Task set —
A - Answer these from the article on Philadelphia's housing plan:
(i) How many housing units does the plan call for producing and preserving over the next 10 years?
(ii) How many units were produced or preserved over the last decade?
(iii) What did the council narrowly vote in favor of at the end of its last session?
B - Write the next part of the article on Philadelphia's housing plan, picking up after its final sentence.

Quoted passage —

---------------

This story originally appeared on PlanPhilly.
A housing plan introduced by Philadelphia planning czar Anne Fadullon Wednesday calls for producing and preserving a combined 100,000 units over the next 10 years.
Billed as the first comprehensive citywide housing strategy, the Philadelphia Housing Action Plan would create or save 60 percent more housing units than the 63,000 produced or preserved over the last decade, according to Vincent Reina, an urban-planning professor at the University of Pennsylvania who is helping draft the plan as part of a city-led task force that includes housing consultants from LISC and Wilson Associates Inc.
The report comes in the midst of a long-burning debate over Philadelphia’s housing policy, or lack thereof. In recent years, City Council members have introduced a host of legislative efforts to address various housing woes, leading developers and other interest groups to complain that there isn’t a coordinated citywide strategy.
Most recently, at the end of its last session, the council narrowly voted in favor of a construction tax to pay for affordable-housing initiatives. But the fate of the tax remains unclear amid speculation that Mayor Jim Kenney will veto it.

---------------

Record set —

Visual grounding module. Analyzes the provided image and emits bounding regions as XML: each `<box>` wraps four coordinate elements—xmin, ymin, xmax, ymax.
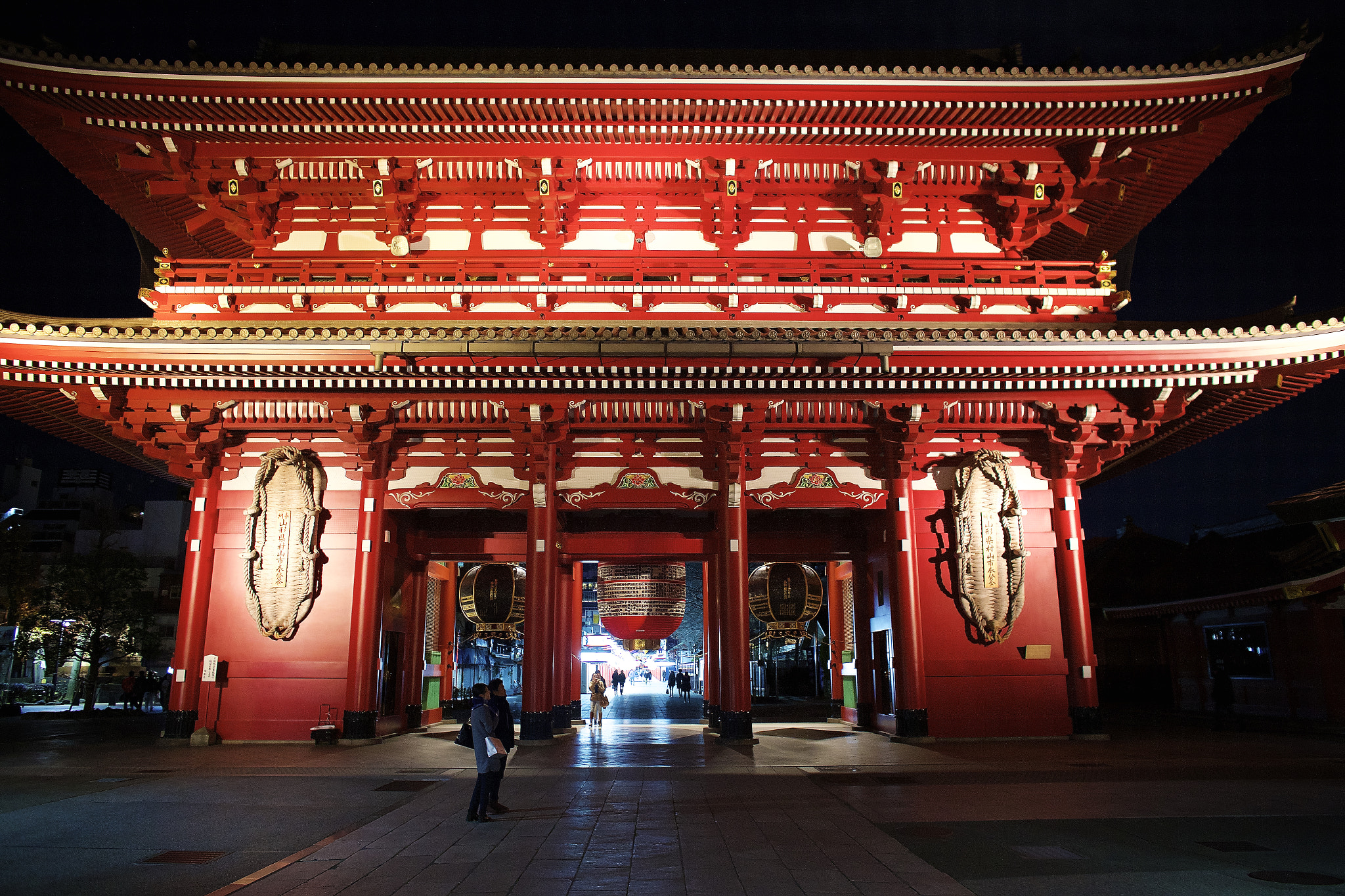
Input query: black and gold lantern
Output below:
<box><xmin>457</xmin><ymin>563</ymin><xmax>527</xmax><ymax>639</ymax></box>
<box><xmin>748</xmin><ymin>563</ymin><xmax>822</xmax><ymax>639</ymax></box>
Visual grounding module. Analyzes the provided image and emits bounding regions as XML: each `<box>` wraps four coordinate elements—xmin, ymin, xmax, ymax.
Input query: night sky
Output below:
<box><xmin>0</xmin><ymin>0</ymin><xmax>1345</xmax><ymax>540</ymax></box>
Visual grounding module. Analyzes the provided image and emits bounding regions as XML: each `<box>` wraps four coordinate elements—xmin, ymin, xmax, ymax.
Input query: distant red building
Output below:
<box><xmin>1096</xmin><ymin>482</ymin><xmax>1345</xmax><ymax>723</ymax></box>
<box><xmin>0</xmin><ymin>38</ymin><xmax>1329</xmax><ymax>743</ymax></box>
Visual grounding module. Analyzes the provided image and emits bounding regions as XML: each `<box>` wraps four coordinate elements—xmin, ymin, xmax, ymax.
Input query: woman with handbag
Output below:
<box><xmin>467</xmin><ymin>683</ymin><xmax>504</xmax><ymax>821</ymax></box>
<box><xmin>589</xmin><ymin>669</ymin><xmax>609</xmax><ymax>727</ymax></box>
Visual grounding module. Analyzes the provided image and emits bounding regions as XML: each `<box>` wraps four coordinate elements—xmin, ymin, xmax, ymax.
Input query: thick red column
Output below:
<box><xmin>342</xmin><ymin>475</ymin><xmax>387</xmax><ymax>743</ymax></box>
<box><xmin>552</xmin><ymin>563</ymin><xmax>584</xmax><ymax>731</ymax></box>
<box><xmin>718</xmin><ymin>475</ymin><xmax>755</xmax><ymax>743</ymax></box>
<box><xmin>566</xmin><ymin>560</ymin><xmax>588</xmax><ymax>721</ymax></box>
<box><xmin>164</xmin><ymin>466</ymin><xmax>219</xmax><ymax>746</ymax></box>
<box><xmin>884</xmin><ymin>479</ymin><xmax>929</xmax><ymax>738</ymax></box>
<box><xmin>519</xmin><ymin>456</ymin><xmax>557</xmax><ymax>744</ymax></box>
<box><xmin>851</xmin><ymin>561</ymin><xmax>887</xmax><ymax>728</ymax></box>
<box><xmin>701</xmin><ymin>557</ymin><xmax>720</xmax><ymax>731</ymax></box>
<box><xmin>1050</xmin><ymin>477</ymin><xmax>1101</xmax><ymax>736</ymax></box>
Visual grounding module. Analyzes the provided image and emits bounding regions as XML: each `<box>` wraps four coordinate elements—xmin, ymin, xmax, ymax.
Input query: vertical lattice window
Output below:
<box><xmin>425</xmin><ymin>576</ymin><xmax>443</xmax><ymax>650</ymax></box>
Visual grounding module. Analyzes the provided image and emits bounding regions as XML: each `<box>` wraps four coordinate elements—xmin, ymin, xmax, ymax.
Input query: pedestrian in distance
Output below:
<box><xmin>121</xmin><ymin>669</ymin><xmax>136</xmax><ymax>712</ymax></box>
<box><xmin>131</xmin><ymin>669</ymin><xmax>149</xmax><ymax>712</ymax></box>
<box><xmin>467</xmin><ymin>683</ymin><xmax>503</xmax><ymax>822</ymax></box>
<box><xmin>488</xmin><ymin>678</ymin><xmax>514</xmax><ymax>813</ymax></box>
<box><xmin>589</xmin><ymin>669</ymin><xmax>609</xmax><ymax>727</ymax></box>
<box><xmin>1212</xmin><ymin>662</ymin><xmax>1237</xmax><ymax>731</ymax></box>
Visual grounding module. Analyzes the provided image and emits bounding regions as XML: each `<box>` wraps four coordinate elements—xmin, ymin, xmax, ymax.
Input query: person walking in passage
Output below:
<box><xmin>121</xmin><ymin>669</ymin><xmax>136</xmax><ymax>712</ymax></box>
<box><xmin>131</xmin><ymin>669</ymin><xmax>149</xmax><ymax>712</ymax></box>
<box><xmin>489</xmin><ymin>678</ymin><xmax>514</xmax><ymax>811</ymax></box>
<box><xmin>589</xmin><ymin>669</ymin><xmax>608</xmax><ymax>727</ymax></box>
<box><xmin>467</xmin><ymin>683</ymin><xmax>500</xmax><ymax>821</ymax></box>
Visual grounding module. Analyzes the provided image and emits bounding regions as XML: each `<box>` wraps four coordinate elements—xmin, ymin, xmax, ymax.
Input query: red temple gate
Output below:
<box><xmin>0</xmin><ymin>40</ymin><xmax>1345</xmax><ymax>743</ymax></box>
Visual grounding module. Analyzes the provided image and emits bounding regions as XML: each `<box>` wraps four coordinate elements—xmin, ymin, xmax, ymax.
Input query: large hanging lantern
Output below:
<box><xmin>457</xmin><ymin>563</ymin><xmax>527</xmax><ymax>639</ymax></box>
<box><xmin>748</xmin><ymin>563</ymin><xmax>822</xmax><ymax>638</ymax></box>
<box><xmin>597</xmin><ymin>563</ymin><xmax>686</xmax><ymax>650</ymax></box>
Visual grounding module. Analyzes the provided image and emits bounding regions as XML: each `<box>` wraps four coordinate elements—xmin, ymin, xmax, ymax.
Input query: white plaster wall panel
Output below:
<box><xmin>481</xmin><ymin>230</ymin><xmax>546</xmax><ymax>251</ymax></box>
<box><xmin>563</xmin><ymin>230</ymin><xmax>635</xmax><ymax>253</ymax></box>
<box><xmin>387</xmin><ymin>466</ymin><xmax>448</xmax><ymax>489</ymax></box>
<box><xmin>276</xmin><ymin>230</ymin><xmax>327</xmax><ymax>253</ymax></box>
<box><xmin>336</xmin><ymin>230</ymin><xmax>387</xmax><ymax>253</ymax></box>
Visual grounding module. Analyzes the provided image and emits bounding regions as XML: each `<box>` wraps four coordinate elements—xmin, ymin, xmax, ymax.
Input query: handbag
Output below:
<box><xmin>453</xmin><ymin>721</ymin><xmax>476</xmax><ymax>750</ymax></box>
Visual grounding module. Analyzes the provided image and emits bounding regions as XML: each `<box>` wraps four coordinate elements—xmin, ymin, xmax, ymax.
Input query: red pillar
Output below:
<box><xmin>342</xmin><ymin>475</ymin><xmax>387</xmax><ymax>742</ymax></box>
<box><xmin>701</xmin><ymin>557</ymin><xmax>720</xmax><ymax>731</ymax></box>
<box><xmin>519</xmin><ymin>456</ymin><xmax>558</xmax><ymax>743</ymax></box>
<box><xmin>552</xmin><ymin>563</ymin><xmax>584</xmax><ymax>729</ymax></box>
<box><xmin>827</xmin><ymin>560</ymin><xmax>846</xmax><ymax>719</ymax></box>
<box><xmin>164</xmin><ymin>466</ymin><xmax>219</xmax><ymax>743</ymax></box>
<box><xmin>565</xmin><ymin>560</ymin><xmax>586</xmax><ymax>721</ymax></box>
<box><xmin>851</xmin><ymin>556</ymin><xmax>887</xmax><ymax>728</ymax></box>
<box><xmin>718</xmin><ymin>466</ymin><xmax>755</xmax><ymax>743</ymax></box>
<box><xmin>884</xmin><ymin>479</ymin><xmax>929</xmax><ymax>738</ymax></box>
<box><xmin>403</xmin><ymin>563</ymin><xmax>429</xmax><ymax>728</ymax></box>
<box><xmin>1050</xmin><ymin>477</ymin><xmax>1101</xmax><ymax>736</ymax></box>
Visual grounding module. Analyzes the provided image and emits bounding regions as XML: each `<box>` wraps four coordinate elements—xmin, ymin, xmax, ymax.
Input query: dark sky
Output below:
<box><xmin>0</xmin><ymin>0</ymin><xmax>1345</xmax><ymax>540</ymax></box>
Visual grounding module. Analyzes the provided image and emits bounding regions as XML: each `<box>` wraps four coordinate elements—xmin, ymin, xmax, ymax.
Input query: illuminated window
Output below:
<box><xmin>1205</xmin><ymin>622</ymin><xmax>1275</xmax><ymax>678</ymax></box>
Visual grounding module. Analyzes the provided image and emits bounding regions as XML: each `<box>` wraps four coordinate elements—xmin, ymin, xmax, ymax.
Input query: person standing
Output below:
<box><xmin>1212</xmin><ymin>662</ymin><xmax>1237</xmax><ymax>731</ymax></box>
<box><xmin>467</xmin><ymin>681</ymin><xmax>500</xmax><ymax>821</ymax></box>
<box><xmin>131</xmin><ymin>669</ymin><xmax>149</xmax><ymax>712</ymax></box>
<box><xmin>589</xmin><ymin>669</ymin><xmax>607</xmax><ymax>727</ymax></box>
<box><xmin>489</xmin><ymin>678</ymin><xmax>514</xmax><ymax>813</ymax></box>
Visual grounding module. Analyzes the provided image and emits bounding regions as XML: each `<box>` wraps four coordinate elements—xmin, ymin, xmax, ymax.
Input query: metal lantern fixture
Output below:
<box><xmin>748</xmin><ymin>563</ymin><xmax>822</xmax><ymax>639</ymax></box>
<box><xmin>597</xmin><ymin>563</ymin><xmax>686</xmax><ymax>650</ymax></box>
<box><xmin>457</xmin><ymin>563</ymin><xmax>527</xmax><ymax>639</ymax></box>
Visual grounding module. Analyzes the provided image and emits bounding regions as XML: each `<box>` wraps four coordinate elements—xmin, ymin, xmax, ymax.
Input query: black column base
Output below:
<box><xmin>518</xmin><ymin>712</ymin><xmax>552</xmax><ymax>743</ymax></box>
<box><xmin>720</xmin><ymin>710</ymin><xmax>756</xmax><ymax>744</ymax></box>
<box><xmin>164</xmin><ymin>710</ymin><xmax>196</xmax><ymax>738</ymax></box>
<box><xmin>340</xmin><ymin>710</ymin><xmax>378</xmax><ymax>740</ymax></box>
<box><xmin>897</xmin><ymin>710</ymin><xmax>929</xmax><ymax>738</ymax></box>
<box><xmin>1069</xmin><ymin>706</ymin><xmax>1103</xmax><ymax>735</ymax></box>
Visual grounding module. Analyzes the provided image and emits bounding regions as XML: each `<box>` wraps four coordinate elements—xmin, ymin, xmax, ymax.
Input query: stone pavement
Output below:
<box><xmin>0</xmin><ymin>709</ymin><xmax>1345</xmax><ymax>896</ymax></box>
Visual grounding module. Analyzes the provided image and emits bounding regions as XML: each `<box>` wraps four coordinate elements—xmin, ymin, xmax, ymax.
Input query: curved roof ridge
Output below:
<box><xmin>0</xmin><ymin>37</ymin><xmax>1321</xmax><ymax>82</ymax></box>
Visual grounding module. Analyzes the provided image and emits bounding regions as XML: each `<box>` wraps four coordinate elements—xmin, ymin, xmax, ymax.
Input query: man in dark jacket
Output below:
<box><xmin>467</xmin><ymin>683</ymin><xmax>503</xmax><ymax>821</ymax></box>
<box><xmin>489</xmin><ymin>678</ymin><xmax>514</xmax><ymax>811</ymax></box>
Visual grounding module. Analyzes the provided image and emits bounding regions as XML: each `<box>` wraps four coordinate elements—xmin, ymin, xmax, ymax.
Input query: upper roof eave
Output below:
<box><xmin>0</xmin><ymin>37</ymin><xmax>1321</xmax><ymax>87</ymax></box>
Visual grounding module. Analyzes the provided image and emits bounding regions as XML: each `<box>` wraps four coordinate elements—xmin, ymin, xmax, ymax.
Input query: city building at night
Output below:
<box><xmin>0</xmin><ymin>37</ymin><xmax>1345</xmax><ymax>744</ymax></box>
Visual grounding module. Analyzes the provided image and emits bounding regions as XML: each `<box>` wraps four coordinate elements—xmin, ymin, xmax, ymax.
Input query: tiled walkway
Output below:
<box><xmin>234</xmin><ymin>769</ymin><xmax>970</xmax><ymax>896</ymax></box>
<box><xmin>0</xmin><ymin>709</ymin><xmax>1345</xmax><ymax>896</ymax></box>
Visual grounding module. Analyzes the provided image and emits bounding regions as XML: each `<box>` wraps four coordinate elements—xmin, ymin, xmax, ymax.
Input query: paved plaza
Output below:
<box><xmin>0</xmin><ymin>685</ymin><xmax>1345</xmax><ymax>896</ymax></box>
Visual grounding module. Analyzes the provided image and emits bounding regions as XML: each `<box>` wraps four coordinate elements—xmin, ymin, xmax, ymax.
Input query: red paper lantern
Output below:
<box><xmin>597</xmin><ymin>563</ymin><xmax>686</xmax><ymax>641</ymax></box>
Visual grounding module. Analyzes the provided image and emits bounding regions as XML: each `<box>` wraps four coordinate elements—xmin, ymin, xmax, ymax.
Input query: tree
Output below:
<box><xmin>47</xmin><ymin>533</ymin><xmax>159</xmax><ymax>712</ymax></box>
<box><xmin>0</xmin><ymin>517</ymin><xmax>51</xmax><ymax>678</ymax></box>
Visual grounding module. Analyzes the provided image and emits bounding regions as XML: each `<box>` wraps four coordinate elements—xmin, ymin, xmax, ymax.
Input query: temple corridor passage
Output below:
<box><xmin>583</xmin><ymin>681</ymin><xmax>702</xmax><ymax>725</ymax></box>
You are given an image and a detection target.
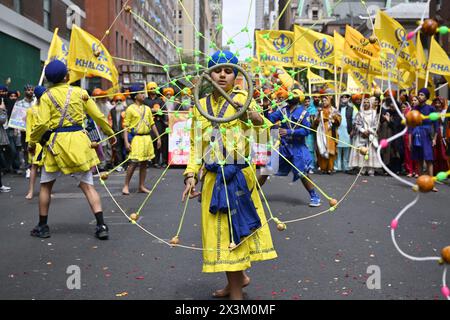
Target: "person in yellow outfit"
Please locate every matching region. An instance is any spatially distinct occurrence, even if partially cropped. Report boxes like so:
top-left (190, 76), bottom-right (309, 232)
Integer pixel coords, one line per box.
top-left (122, 85), bottom-right (161, 195)
top-left (25, 86), bottom-right (47, 200)
top-left (182, 51), bottom-right (277, 299)
top-left (30, 60), bottom-right (116, 240)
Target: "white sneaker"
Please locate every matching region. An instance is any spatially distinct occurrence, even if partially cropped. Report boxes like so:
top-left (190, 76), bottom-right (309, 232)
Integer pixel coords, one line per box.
top-left (0, 186), bottom-right (11, 193)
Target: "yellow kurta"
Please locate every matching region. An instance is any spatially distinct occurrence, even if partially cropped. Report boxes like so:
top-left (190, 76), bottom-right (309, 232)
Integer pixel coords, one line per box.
top-left (30, 83), bottom-right (114, 174)
top-left (184, 91), bottom-right (277, 272)
top-left (25, 105), bottom-right (44, 167)
top-left (124, 104), bottom-right (156, 162)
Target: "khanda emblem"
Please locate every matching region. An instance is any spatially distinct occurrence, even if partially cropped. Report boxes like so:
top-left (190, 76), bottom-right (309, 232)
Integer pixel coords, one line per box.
top-left (395, 28), bottom-right (409, 47)
top-left (92, 43), bottom-right (108, 61)
top-left (273, 33), bottom-right (292, 51)
top-left (359, 38), bottom-right (370, 47)
top-left (314, 38), bottom-right (334, 59)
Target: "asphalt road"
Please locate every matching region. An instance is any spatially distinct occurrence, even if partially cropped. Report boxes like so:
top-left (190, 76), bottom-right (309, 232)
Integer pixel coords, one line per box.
top-left (0, 169), bottom-right (450, 300)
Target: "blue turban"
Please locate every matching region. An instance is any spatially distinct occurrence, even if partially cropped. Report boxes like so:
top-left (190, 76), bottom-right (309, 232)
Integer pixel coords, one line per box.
top-left (45, 60), bottom-right (67, 84)
top-left (129, 84), bottom-right (145, 100)
top-left (419, 88), bottom-right (431, 99)
top-left (208, 50), bottom-right (239, 76)
top-left (34, 86), bottom-right (47, 99)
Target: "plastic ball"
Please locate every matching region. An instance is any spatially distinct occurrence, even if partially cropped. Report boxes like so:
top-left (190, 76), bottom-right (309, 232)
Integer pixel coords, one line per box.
top-left (380, 139), bottom-right (389, 149)
top-left (406, 110), bottom-right (423, 128)
top-left (416, 175), bottom-right (434, 192)
top-left (422, 19), bottom-right (439, 36)
top-left (406, 31), bottom-right (416, 40)
top-left (438, 26), bottom-right (448, 35)
top-left (359, 147), bottom-right (369, 156)
top-left (441, 286), bottom-right (450, 298)
top-left (436, 172), bottom-right (448, 181)
top-left (391, 219), bottom-right (398, 230)
top-left (441, 246), bottom-right (450, 263)
top-left (91, 141), bottom-right (99, 149)
top-left (429, 112), bottom-right (439, 121)
top-left (169, 236), bottom-right (180, 245)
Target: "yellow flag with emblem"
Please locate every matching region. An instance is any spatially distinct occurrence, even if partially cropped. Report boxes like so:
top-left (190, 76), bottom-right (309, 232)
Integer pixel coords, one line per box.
top-left (334, 31), bottom-right (345, 66)
top-left (344, 25), bottom-right (380, 61)
top-left (428, 37), bottom-right (450, 76)
top-left (45, 28), bottom-right (69, 65)
top-left (67, 25), bottom-right (119, 86)
top-left (416, 33), bottom-right (428, 79)
top-left (375, 10), bottom-right (417, 72)
top-left (256, 30), bottom-right (294, 68)
top-left (294, 25), bottom-right (334, 71)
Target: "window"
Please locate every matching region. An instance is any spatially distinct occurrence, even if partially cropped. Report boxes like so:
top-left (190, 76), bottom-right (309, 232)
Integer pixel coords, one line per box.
top-left (43, 0), bottom-right (52, 30)
top-left (13, 0), bottom-right (22, 13)
top-left (313, 10), bottom-right (319, 20)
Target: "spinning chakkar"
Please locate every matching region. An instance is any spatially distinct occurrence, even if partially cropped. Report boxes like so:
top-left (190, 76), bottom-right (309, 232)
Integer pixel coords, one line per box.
top-left (377, 9), bottom-right (450, 300)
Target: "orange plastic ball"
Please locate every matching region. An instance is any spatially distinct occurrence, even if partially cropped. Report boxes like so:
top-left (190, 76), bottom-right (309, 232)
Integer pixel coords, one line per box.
top-left (130, 213), bottom-right (139, 221)
top-left (406, 110), bottom-right (423, 128)
top-left (91, 141), bottom-right (99, 149)
top-left (441, 246), bottom-right (450, 263)
top-left (330, 199), bottom-right (337, 207)
top-left (416, 175), bottom-right (434, 192)
top-left (422, 19), bottom-right (439, 36)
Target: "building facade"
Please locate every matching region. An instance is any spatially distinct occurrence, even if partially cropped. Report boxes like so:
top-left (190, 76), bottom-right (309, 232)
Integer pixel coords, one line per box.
top-left (174, 0), bottom-right (223, 59)
top-left (0, 0), bottom-right (86, 90)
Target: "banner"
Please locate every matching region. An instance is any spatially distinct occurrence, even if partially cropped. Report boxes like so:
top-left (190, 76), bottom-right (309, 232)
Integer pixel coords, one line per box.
top-left (169, 111), bottom-right (192, 165)
top-left (294, 25), bottom-right (334, 72)
top-left (375, 10), bottom-right (417, 72)
top-left (8, 104), bottom-right (28, 131)
top-left (306, 68), bottom-right (334, 84)
top-left (45, 28), bottom-right (69, 65)
top-left (416, 32), bottom-right (428, 79)
top-left (256, 30), bottom-right (294, 68)
top-left (334, 31), bottom-right (345, 67)
top-left (67, 25), bottom-right (119, 86)
top-left (428, 37), bottom-right (450, 76)
top-left (344, 25), bottom-right (380, 62)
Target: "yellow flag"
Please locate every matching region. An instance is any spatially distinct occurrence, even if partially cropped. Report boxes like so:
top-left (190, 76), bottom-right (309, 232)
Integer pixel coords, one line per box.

---------------

Answers to each task —
A -
(i) A combined 100,000 units.
(ii) 63,000 units.
(iii) A construction tax to pay for affordable-housing initiatives.

B -
The targets in the policy brief include both rental and ownership units, and range from market-rate homes to housing for those transitioning from living on the street. The great majority of the 100,000 units would be obtained by preserving extant housing stock through repair and rehabilitation.
Most of the units called for in the action plan would be aimed at those earning less than 80 percent of the area median income. But it isn’t meant to be solely an affordable-housing plan.
“The intention is to look at the whole housing market, but because Philadelphia has so much demand and need at the bottom, that’s where the plan has a lot of emphasis,” Reina said in an interview following Wednesday’s briefing.
The draft housing action plan estimates that 83,000 renters in the city spend more than half their incomes on housing, while 42,000 owners do.
Many of the targets for aiding those residents are to be met by fixing up existing units. The plan calls for the preservation of 20,000 homes occupied by owners whose incomes are below 30 percent of the area median income, $26,000 in Philadelphia, as well as preservation of 18,000 renter-occupied homes for those in the same income bracket.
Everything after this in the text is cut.